===== DATASET ENTRIES =====

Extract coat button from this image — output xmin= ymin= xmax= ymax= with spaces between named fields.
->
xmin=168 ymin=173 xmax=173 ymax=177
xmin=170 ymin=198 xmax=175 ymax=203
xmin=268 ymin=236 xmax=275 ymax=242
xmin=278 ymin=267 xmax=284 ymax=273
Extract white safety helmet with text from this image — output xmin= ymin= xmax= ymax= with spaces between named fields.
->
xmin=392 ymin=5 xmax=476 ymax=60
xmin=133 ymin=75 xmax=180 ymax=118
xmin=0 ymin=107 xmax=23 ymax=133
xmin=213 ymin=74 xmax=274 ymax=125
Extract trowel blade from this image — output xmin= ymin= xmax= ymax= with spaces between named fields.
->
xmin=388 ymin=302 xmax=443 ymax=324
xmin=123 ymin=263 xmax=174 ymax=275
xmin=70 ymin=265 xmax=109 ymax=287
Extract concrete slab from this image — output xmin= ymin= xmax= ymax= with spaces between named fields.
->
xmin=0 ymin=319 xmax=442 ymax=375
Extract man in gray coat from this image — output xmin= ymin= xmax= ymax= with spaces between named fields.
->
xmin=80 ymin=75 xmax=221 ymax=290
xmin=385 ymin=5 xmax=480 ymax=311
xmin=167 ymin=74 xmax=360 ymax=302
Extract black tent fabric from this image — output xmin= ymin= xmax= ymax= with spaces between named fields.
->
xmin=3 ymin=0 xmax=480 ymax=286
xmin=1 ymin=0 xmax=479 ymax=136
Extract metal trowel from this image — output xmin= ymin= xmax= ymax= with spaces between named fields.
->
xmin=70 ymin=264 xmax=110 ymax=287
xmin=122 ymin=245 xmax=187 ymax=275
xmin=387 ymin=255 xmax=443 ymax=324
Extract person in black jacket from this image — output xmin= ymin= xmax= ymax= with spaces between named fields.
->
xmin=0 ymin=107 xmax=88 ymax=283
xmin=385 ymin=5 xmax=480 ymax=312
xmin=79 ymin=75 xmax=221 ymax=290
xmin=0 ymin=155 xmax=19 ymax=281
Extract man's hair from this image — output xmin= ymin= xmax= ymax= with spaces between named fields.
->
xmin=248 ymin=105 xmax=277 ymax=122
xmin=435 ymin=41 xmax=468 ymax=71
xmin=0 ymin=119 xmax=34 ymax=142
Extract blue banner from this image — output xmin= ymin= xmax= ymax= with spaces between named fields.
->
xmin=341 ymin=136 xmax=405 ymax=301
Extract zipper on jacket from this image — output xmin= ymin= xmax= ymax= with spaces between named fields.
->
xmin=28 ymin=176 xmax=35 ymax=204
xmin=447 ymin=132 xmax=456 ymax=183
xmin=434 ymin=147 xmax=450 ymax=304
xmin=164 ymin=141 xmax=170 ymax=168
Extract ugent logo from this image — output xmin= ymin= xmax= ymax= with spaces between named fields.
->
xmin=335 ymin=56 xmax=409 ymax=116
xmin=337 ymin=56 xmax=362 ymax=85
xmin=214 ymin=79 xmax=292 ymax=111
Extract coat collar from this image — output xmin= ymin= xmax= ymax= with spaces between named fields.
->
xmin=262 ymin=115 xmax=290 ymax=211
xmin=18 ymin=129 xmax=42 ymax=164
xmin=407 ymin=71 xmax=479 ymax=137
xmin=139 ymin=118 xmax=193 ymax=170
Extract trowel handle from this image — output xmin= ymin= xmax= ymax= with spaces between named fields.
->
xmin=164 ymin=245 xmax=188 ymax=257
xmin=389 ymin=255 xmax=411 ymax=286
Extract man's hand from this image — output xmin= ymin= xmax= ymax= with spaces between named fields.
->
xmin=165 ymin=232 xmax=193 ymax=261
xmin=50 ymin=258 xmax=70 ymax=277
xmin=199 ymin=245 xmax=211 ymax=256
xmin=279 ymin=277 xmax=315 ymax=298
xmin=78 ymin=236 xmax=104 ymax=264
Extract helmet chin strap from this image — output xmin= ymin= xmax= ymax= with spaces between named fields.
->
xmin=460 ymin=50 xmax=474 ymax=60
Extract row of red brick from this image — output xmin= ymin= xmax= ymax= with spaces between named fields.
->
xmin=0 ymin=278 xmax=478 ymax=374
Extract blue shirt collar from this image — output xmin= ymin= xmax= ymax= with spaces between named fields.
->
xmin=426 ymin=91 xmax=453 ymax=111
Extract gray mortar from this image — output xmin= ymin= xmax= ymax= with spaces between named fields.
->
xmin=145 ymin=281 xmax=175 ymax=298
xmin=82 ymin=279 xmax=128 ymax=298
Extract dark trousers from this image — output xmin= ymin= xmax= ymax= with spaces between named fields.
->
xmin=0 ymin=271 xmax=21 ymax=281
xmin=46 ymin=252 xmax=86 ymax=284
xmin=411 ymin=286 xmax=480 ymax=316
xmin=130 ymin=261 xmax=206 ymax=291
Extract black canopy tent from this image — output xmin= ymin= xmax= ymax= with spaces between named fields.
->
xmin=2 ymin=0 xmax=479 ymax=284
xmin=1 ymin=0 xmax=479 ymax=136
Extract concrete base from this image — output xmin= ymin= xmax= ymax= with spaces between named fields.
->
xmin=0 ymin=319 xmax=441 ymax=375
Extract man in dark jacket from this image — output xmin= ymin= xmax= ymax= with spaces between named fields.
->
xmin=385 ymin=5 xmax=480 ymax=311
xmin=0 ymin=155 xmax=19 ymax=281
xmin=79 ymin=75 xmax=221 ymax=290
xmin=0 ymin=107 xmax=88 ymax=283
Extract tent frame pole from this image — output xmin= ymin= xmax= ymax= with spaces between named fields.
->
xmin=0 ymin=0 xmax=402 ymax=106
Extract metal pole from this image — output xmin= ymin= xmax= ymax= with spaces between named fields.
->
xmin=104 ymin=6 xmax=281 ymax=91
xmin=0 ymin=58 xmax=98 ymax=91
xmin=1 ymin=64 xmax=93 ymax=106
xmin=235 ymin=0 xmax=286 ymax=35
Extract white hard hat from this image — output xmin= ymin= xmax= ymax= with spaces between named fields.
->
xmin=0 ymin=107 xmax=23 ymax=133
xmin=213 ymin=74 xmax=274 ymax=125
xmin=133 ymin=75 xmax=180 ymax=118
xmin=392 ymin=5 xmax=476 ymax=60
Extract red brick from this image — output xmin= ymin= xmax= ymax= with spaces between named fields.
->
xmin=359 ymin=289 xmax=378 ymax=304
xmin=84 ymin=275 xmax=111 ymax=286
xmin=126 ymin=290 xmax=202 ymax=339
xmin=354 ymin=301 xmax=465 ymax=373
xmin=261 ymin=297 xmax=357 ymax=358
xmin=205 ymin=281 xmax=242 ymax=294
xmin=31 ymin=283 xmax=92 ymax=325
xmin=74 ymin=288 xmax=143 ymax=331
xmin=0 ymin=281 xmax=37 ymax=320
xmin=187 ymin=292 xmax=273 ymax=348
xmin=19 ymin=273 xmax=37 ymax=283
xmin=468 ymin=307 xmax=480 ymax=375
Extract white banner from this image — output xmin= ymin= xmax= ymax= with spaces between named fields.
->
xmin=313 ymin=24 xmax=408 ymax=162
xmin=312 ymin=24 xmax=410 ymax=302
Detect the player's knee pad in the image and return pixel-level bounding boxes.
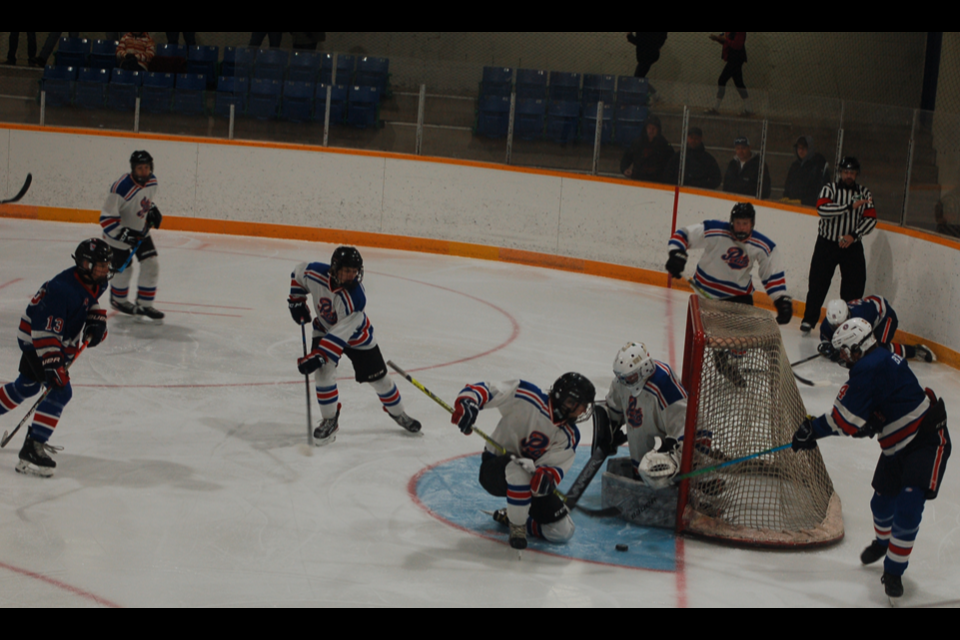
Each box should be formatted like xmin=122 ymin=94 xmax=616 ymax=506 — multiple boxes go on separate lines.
xmin=529 ymin=494 xmax=568 ymax=526
xmin=895 ymin=487 xmax=926 ymax=527
xmin=871 ymin=491 xmax=897 ymax=518
xmin=367 ymin=373 xmax=393 ymax=394
xmin=479 ymin=453 xmax=511 ymax=498
xmin=45 ymin=383 xmax=73 ymax=408
xmin=138 ymin=256 xmax=160 ymax=287
xmin=539 ymin=514 xmax=576 ymax=544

=====

> **WHAT NEEDS TO BE DONE**: Among the entries above, the lines between the ones containing "Extract man in gray" and "Extract zipper on", inclusive, are to be transcribed exactly. No other line is to be given.

> **YOUR SOLUTION**:
Extract man in gray coat from this image — output xmin= ymin= xmax= ymax= with spaces between named fields.
->
xmin=80 ymin=75 xmax=221 ymax=290
xmin=385 ymin=5 xmax=480 ymax=311
xmin=167 ymin=74 xmax=360 ymax=302
Extract black tent fabric from this image — output xmin= ymin= xmax= ymax= with spaces between named fields.
->
xmin=3 ymin=0 xmax=480 ymax=286
xmin=1 ymin=0 xmax=479 ymax=136
Extract metal trowel from this image — output xmin= ymin= xmax= ymax= with spaces between named fields.
->
xmin=70 ymin=264 xmax=110 ymax=287
xmin=122 ymin=245 xmax=187 ymax=275
xmin=387 ymin=255 xmax=443 ymax=324
Extract person in black jacket from this image — output xmin= ymin= xmax= ymax= with spaces between named fields.
->
xmin=0 ymin=107 xmax=88 ymax=283
xmin=385 ymin=5 xmax=480 ymax=312
xmin=79 ymin=75 xmax=221 ymax=290
xmin=0 ymin=155 xmax=19 ymax=281
Extract man's hair from this image — output xmin= ymin= xmax= ymax= with spaces between named fields.
->
xmin=248 ymin=105 xmax=277 ymax=122
xmin=435 ymin=41 xmax=468 ymax=71
xmin=0 ymin=119 xmax=34 ymax=142
Extract blue banner from this image — output xmin= ymin= xmax= ymax= with spaces between named fields.
->
xmin=341 ymin=136 xmax=405 ymax=301
Extract zipper on jacket from this image — output xmin= ymin= xmax= ymax= with spaces between named fields.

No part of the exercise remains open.